* Set exercise *
Show every line of the records below that contains the word "screen", copying each such line in full.

----------

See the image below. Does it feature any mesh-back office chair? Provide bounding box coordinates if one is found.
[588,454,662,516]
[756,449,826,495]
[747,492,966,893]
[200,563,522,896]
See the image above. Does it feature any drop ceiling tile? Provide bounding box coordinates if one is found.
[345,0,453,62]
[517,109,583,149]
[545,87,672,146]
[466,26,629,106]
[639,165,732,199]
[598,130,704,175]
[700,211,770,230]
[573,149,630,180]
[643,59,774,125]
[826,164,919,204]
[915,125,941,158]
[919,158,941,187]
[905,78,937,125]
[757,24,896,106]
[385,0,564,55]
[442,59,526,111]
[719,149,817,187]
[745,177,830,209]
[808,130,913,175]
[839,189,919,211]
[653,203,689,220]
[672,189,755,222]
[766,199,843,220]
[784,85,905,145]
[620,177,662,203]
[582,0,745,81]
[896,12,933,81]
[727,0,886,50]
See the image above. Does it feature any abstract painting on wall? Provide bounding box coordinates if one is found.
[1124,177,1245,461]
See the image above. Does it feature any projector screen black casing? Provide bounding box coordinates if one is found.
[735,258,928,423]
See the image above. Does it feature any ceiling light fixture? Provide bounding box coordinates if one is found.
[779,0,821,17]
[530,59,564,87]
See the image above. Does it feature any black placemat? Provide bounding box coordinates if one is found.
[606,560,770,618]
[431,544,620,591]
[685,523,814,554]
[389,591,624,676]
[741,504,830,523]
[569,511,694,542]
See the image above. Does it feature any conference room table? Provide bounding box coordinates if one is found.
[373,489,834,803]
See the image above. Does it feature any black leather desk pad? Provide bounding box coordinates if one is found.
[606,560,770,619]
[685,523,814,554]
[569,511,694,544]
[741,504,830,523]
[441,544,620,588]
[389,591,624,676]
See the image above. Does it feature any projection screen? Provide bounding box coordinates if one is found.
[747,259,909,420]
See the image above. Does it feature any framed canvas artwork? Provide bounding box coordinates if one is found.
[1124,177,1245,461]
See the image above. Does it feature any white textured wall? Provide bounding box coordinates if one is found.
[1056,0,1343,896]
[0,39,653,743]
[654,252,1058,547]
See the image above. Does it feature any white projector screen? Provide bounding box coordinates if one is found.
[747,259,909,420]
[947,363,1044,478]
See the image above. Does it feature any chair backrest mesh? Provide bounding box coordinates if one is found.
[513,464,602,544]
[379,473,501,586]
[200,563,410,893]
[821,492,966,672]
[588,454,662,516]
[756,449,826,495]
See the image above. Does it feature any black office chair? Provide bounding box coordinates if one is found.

----------

* Reply *
See the image above. Does it feature any projector screen black casing? Provide bounding box coordinates if one is found.
See the image above. Does it feature any projection screen? Provide bounding box coordinates if one is found.
See the image above. Does it feature any white projector screen? Provide bounding box coordinates if one is found.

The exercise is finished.